Exercise requirements.
Each line in the data holding "collar" should be listed.

Data entries
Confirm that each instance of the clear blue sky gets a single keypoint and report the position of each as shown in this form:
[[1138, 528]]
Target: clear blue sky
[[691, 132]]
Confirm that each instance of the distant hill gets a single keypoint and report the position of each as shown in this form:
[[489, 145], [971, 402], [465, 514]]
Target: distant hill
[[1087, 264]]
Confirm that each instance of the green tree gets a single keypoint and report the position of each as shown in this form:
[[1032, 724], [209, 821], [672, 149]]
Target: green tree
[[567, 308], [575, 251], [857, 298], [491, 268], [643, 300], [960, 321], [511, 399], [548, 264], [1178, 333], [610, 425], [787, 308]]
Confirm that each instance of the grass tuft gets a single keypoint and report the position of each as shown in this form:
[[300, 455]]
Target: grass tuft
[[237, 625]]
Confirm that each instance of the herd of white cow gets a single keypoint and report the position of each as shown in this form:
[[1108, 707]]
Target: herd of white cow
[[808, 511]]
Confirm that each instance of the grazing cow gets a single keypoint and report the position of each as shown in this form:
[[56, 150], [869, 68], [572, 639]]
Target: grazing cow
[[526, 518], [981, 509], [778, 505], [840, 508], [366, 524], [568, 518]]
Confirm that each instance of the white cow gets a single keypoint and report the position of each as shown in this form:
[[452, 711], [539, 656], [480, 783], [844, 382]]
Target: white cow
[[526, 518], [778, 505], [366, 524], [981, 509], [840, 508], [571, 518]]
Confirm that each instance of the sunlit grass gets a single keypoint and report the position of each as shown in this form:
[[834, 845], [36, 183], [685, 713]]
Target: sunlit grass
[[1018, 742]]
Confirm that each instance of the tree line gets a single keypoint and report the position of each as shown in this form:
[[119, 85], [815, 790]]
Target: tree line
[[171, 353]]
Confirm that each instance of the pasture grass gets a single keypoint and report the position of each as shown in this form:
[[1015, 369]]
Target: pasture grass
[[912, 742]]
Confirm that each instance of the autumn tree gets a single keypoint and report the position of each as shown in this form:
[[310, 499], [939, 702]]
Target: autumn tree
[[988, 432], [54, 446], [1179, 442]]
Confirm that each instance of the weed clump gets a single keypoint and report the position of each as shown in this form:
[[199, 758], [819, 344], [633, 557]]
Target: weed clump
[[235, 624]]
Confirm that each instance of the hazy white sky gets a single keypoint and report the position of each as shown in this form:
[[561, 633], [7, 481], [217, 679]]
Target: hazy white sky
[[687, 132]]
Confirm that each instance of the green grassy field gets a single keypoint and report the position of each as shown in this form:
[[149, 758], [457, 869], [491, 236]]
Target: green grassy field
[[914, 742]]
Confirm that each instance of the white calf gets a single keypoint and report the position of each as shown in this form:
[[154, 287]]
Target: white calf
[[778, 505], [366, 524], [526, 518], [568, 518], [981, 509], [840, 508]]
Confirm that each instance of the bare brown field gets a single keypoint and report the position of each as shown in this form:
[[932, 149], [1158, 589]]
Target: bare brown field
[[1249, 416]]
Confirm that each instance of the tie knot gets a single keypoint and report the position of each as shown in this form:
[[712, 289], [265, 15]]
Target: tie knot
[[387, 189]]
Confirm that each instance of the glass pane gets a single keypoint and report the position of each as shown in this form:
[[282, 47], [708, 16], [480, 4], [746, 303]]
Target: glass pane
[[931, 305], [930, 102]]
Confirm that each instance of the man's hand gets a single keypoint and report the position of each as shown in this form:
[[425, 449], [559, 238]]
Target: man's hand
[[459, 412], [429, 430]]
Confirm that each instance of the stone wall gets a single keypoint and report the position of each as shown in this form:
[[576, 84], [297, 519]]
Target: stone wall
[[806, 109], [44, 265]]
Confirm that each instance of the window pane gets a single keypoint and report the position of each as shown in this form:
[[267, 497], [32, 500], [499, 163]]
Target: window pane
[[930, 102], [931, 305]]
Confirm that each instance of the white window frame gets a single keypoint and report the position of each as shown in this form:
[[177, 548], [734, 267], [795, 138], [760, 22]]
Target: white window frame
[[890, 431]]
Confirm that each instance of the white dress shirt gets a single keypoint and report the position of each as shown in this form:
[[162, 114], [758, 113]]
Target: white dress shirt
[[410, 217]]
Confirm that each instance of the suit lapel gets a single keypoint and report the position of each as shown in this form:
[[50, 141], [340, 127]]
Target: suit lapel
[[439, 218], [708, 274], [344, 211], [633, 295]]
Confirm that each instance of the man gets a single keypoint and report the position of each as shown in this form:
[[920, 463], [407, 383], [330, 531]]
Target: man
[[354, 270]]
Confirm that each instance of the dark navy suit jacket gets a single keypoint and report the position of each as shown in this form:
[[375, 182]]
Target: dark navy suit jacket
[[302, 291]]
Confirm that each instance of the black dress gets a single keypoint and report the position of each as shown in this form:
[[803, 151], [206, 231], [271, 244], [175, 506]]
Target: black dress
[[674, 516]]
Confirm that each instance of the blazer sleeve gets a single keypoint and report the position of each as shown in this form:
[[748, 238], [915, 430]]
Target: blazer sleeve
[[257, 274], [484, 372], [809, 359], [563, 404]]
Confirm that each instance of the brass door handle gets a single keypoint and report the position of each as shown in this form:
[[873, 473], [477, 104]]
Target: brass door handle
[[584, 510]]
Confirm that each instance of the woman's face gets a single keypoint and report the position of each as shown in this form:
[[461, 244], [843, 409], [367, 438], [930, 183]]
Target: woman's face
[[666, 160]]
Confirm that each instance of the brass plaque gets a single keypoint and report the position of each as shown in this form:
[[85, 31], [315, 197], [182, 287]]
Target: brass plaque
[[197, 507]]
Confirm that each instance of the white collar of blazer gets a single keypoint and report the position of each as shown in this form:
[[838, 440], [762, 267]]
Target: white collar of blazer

Solution to this problem.
Confirm that each instance of the white collar of blazer gets a single keypoint and report the position of each as shown in this form:
Target: white collar of blazer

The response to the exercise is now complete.